[Stored data entries]
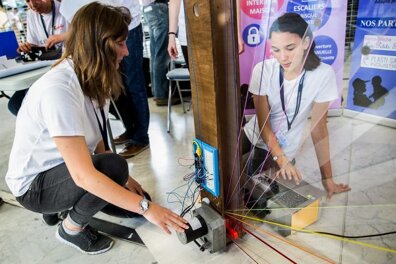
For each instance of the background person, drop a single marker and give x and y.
(60, 125)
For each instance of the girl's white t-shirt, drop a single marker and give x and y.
(319, 86)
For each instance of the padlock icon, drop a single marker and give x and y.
(253, 36)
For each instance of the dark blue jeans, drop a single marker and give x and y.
(54, 190)
(133, 106)
(157, 18)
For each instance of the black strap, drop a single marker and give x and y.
(282, 95)
(53, 20)
(103, 130)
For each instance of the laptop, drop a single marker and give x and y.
(8, 45)
(285, 203)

== DIRECTIONS ==
All lines from the one containing "For each instance of the dark" down to the final line above are to be restated word for word; leave out the rest.

== WRITTEN SOLUTION ==
For each instance of the dark blue jeans, drop a single marker and give x and y.
(54, 190)
(133, 106)
(157, 18)
For each instance of the black strap, drop a single marker and give x and y.
(282, 95)
(53, 20)
(103, 130)
For each instance of the laptop, drop a single marker and give x and y.
(8, 45)
(285, 203)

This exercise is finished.